### Given passage
* Begin *
Inference
==================

.. role:: raw-html(raw)
    :format: html

.. |RetrievalTrainingArguments| replace:: :py:class:`~trove.trainer.RetrievalTrainingArguments`
.. |ModelArguments| replace:: :py:class:`~trove.modeling.model_args.ModelArguments`
.. |BiEncoderRetriever| replace:: :py:class:`~trove.modeling.retriever_biencoder.BiEncoderRetriever`
.. |DataArguments| replace:: :py:class:`~trove.data.data_args.DataArguments`
.. |MaterializedQRelConfig| replace:: :py:class:`~trove.containers.materialized_qrel_config.MaterializedQRelConfig`
.. |BinaryDataset| replace:: :py:class:`~trove.data.ir_dataset_binary.BinaryDataset`
.. |MultiLevelDataset| replace:: :py:class:`~trove.data.ir_dataset_multilevel.MultiLevelDataset`
.. |RetrievalCollator| replace:: :py:class:`~trove.data.collator.RetrievalCollator`
.. |RetrievalTrainer| replace:: :py:class:`~trove.trainer.RetrievalTrainer`
.. |IRMetrics| replace:: :py:class:`~trove.evaluation.metrics.IRMetrics`
.. |EvaluationArguments| replace:: :py:class:`~trove.evaluation.evaluation_args.EvaluationArguments`
.. |FastResultHeapq| replace:: :py:class:`~trove.containers.result_heapq_fast.FastResultHeapq`
.. |RetrievalEvaluator| replace:: :py:class:`~trove.evaluation.evaluator.RetrievalEvaluator`


Trove streamlines common inference tasks in IR pipelines.
* End *
### Set of tasks
1 > Copy the entries again, starting at the line containing "Expected: for every instance of the recessed" and ending after the line containing "[[526, 52]]", and raise every coordinate in the answers by 106.
2 > Extend the Trove inference documentation past its final sentence.
The documentation above and the entries that follow are unrelated to each other.

### Given entries
* Begin *
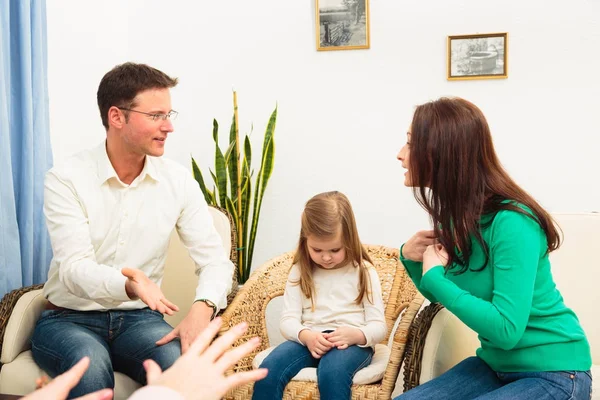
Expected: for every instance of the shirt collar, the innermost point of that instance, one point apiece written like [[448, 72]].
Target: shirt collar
* End *
* Begin *
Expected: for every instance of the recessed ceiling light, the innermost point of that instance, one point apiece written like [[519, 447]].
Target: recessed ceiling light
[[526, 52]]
* End *
### Answers to the problems
1 >
Expected: for every instance of the recessed ceiling light, the innermost point of that instance, one point apiece written like [[519, 447]].
Target: recessed ceiling light
[[632, 158]]

2 >
We can easily

- evaluate retrievers and report IR metrics
- mine hard negatives
- run distributed inference (multi GPU/Node) with the same code

Evaluation
---------------------

Inference workflow is very similar to training, which we described in detail in :doc:`training` section.
Here, we walk through the entire evaluation example and explain the steps that differ from training.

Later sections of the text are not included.